> [EXERCISE]: Find each line in the material below that contains the string "shaker", and copy those lines out in order.
## begin RECORDS FOR THIS TASK
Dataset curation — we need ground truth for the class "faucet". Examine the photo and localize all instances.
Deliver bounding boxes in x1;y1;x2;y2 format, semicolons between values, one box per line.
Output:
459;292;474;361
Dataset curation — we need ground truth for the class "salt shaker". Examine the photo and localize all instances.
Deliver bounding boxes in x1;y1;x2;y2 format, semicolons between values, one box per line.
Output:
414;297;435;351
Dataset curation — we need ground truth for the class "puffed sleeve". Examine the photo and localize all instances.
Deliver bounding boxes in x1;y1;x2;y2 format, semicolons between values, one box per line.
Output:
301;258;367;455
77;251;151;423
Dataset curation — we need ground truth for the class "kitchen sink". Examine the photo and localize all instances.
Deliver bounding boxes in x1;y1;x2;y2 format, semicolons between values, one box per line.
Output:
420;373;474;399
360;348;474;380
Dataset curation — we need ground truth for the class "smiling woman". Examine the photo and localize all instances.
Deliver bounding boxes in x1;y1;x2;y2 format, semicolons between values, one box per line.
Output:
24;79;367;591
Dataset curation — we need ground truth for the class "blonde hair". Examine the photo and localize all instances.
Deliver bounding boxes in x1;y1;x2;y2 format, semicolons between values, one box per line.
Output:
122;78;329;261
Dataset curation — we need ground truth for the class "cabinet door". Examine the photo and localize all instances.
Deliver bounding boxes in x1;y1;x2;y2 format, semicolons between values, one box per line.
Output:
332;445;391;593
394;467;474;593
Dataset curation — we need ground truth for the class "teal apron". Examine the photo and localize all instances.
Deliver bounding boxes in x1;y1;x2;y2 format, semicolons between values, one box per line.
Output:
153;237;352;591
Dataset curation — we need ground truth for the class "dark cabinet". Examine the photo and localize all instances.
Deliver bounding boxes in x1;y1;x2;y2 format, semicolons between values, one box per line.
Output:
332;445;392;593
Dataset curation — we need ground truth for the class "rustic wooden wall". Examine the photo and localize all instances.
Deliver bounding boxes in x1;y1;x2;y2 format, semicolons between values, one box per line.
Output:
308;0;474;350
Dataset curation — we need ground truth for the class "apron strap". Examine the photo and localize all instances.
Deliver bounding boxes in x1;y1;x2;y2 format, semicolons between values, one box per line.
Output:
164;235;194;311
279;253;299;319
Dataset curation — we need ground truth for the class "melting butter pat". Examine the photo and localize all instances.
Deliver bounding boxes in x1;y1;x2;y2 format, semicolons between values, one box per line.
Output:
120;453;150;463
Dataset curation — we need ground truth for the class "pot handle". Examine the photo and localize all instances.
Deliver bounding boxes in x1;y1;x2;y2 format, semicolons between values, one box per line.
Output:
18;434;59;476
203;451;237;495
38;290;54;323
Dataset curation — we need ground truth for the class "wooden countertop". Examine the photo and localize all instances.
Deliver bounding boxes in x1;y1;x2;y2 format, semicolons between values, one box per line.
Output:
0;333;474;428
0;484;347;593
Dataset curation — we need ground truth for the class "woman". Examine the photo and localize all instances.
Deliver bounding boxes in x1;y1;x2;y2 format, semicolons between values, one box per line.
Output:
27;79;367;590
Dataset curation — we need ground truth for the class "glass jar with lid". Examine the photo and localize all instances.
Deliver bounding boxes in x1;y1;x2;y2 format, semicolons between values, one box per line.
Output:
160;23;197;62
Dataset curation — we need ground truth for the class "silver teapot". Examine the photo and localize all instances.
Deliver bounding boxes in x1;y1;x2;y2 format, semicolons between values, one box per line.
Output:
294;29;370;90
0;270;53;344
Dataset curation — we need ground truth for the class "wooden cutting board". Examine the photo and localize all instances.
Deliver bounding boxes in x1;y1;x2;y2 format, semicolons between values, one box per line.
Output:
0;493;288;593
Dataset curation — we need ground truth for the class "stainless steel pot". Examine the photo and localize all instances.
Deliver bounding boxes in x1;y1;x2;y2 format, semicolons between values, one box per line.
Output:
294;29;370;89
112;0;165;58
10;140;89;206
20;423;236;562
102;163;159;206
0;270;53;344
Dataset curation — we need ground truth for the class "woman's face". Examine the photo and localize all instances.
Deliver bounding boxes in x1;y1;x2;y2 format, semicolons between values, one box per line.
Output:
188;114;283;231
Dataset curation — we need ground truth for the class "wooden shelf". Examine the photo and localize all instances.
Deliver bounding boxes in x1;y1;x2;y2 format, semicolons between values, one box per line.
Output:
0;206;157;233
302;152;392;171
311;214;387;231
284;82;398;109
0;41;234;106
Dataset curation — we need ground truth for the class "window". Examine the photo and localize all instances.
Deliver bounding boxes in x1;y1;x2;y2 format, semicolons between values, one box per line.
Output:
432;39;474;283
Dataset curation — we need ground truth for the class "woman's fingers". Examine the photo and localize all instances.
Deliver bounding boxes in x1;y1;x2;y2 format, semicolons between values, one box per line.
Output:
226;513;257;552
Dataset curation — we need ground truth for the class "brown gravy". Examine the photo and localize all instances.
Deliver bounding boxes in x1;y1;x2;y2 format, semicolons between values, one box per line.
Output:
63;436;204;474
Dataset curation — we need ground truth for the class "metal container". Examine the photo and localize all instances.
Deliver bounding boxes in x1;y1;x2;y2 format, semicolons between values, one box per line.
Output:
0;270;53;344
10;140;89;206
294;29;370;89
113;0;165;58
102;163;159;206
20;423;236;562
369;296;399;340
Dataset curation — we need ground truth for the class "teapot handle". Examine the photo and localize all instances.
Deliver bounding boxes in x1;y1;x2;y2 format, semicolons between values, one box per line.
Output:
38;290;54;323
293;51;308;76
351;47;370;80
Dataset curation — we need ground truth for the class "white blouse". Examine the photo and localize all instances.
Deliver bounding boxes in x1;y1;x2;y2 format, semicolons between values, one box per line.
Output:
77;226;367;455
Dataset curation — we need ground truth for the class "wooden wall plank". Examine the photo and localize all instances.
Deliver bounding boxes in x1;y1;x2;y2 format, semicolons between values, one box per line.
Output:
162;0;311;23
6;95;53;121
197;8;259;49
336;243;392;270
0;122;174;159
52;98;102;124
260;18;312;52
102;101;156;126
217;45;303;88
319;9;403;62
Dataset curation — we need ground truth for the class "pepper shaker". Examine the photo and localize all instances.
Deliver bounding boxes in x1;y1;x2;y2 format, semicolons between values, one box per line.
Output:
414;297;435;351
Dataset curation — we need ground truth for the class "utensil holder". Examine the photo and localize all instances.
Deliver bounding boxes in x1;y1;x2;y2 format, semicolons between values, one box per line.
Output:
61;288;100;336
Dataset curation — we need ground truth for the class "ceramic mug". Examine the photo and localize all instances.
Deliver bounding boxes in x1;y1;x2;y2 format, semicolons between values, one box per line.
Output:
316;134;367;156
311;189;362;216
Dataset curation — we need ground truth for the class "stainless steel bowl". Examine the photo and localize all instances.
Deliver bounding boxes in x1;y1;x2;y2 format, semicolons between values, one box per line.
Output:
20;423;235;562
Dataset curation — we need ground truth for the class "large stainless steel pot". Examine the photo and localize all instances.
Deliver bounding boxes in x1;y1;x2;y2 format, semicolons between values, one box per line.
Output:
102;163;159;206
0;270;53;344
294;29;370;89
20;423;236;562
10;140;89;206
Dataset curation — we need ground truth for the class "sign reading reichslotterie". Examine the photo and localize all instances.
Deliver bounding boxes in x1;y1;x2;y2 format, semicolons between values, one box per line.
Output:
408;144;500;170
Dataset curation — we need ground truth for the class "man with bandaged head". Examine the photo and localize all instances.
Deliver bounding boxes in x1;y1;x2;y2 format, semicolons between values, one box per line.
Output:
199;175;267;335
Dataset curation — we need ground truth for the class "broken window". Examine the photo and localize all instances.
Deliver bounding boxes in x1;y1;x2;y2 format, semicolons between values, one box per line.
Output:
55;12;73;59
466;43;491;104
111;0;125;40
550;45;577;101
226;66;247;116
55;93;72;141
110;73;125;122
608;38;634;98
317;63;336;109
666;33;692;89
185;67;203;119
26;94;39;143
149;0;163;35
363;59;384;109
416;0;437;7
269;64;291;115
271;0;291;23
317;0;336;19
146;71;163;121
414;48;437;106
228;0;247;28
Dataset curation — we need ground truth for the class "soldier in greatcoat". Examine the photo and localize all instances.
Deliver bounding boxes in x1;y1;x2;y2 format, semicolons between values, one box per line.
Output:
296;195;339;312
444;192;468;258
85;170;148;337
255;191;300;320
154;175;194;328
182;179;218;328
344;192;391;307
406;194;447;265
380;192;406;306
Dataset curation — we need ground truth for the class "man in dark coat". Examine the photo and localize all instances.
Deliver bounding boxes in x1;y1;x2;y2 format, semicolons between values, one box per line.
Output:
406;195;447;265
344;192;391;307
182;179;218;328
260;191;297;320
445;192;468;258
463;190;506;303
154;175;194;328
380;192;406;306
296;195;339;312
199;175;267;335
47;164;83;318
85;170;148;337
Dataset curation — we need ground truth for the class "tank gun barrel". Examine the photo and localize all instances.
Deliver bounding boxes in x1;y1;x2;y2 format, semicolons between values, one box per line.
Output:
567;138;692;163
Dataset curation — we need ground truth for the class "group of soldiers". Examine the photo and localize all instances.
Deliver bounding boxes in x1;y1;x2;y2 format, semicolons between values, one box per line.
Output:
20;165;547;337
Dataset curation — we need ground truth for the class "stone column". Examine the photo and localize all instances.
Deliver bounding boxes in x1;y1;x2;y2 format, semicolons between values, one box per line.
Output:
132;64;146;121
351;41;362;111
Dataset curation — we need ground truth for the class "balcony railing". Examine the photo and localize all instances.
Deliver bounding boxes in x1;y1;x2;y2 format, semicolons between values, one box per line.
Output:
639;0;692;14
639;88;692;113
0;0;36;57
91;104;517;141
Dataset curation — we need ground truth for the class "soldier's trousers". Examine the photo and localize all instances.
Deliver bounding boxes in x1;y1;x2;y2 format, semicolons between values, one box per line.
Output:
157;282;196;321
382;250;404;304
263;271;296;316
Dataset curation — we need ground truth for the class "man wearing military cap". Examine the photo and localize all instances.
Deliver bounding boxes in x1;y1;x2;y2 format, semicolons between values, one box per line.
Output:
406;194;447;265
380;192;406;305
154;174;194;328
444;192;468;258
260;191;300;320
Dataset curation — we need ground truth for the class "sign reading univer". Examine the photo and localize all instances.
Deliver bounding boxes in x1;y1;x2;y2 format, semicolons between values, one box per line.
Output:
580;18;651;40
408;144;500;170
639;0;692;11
## end RECORDS FOR THIS TASK
> [TASK ANSWER]:
Dataset curation — we need ground truth for the class "salt shaker". Examine the photo and localize all instances.
Dataset curation — we need ground truth for the class "pepper shaker". Examine the photo and localize all instances.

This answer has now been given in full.